## PROMPT:
Copy the data word for word, starting with the line that contains "[mask] dark sky -> every instance" and going on through the end of the data.

## ENTRIES:
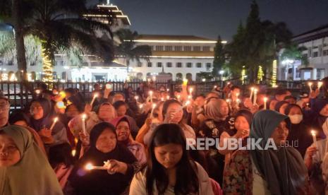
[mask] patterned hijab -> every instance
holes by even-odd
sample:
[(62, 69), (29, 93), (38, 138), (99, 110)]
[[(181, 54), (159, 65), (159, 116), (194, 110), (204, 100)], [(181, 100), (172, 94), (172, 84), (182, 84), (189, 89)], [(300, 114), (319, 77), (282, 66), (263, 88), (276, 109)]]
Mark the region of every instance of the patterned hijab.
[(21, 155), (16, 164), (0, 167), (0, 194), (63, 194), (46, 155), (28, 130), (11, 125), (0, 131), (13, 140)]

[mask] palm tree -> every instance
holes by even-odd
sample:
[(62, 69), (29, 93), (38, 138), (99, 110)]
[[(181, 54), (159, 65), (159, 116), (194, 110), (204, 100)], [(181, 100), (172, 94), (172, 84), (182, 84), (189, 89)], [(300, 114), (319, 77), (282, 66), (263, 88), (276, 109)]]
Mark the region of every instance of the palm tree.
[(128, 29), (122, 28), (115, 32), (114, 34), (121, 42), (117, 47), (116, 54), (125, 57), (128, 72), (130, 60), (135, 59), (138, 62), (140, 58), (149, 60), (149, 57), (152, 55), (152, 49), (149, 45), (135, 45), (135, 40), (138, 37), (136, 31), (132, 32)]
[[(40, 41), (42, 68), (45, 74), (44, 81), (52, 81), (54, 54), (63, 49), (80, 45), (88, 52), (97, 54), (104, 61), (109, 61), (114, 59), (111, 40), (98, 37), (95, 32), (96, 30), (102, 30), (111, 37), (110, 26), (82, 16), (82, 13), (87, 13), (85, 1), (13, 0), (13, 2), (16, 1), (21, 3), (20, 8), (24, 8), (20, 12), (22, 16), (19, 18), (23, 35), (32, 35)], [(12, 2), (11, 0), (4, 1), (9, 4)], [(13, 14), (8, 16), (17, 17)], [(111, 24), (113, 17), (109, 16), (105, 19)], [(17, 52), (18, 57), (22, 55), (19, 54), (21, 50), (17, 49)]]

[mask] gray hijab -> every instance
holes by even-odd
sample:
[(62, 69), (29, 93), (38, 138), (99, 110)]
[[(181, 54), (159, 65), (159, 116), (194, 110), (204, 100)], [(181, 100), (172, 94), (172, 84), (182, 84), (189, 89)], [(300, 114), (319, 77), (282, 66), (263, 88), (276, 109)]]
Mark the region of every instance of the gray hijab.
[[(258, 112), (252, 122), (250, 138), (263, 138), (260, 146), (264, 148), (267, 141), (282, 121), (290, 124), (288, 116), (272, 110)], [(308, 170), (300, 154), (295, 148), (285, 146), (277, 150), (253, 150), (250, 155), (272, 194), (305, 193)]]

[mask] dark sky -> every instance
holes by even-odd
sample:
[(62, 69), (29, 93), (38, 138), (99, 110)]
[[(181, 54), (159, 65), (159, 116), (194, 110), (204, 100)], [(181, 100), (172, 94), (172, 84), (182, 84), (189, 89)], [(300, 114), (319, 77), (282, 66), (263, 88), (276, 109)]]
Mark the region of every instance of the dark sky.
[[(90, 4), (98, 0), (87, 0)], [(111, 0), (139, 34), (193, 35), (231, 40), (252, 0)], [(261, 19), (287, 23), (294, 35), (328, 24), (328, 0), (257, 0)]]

## COMPLETE RESPONSE:
[mask] dark sky -> every instance
holes by even-odd
sample:
[(62, 69), (29, 93), (38, 138), (99, 110)]
[[(181, 54), (159, 65), (159, 116), (194, 110), (204, 100)], [(181, 100), (172, 94), (172, 84), (182, 84), (189, 89)], [(300, 114), (319, 77), (282, 66), (263, 88), (276, 109)]]
Mark the region of every instance of the dark sky.
[[(90, 4), (98, 0), (87, 0)], [(111, 0), (139, 34), (193, 35), (231, 40), (252, 0)], [(261, 19), (287, 23), (294, 35), (328, 24), (328, 0), (257, 0)]]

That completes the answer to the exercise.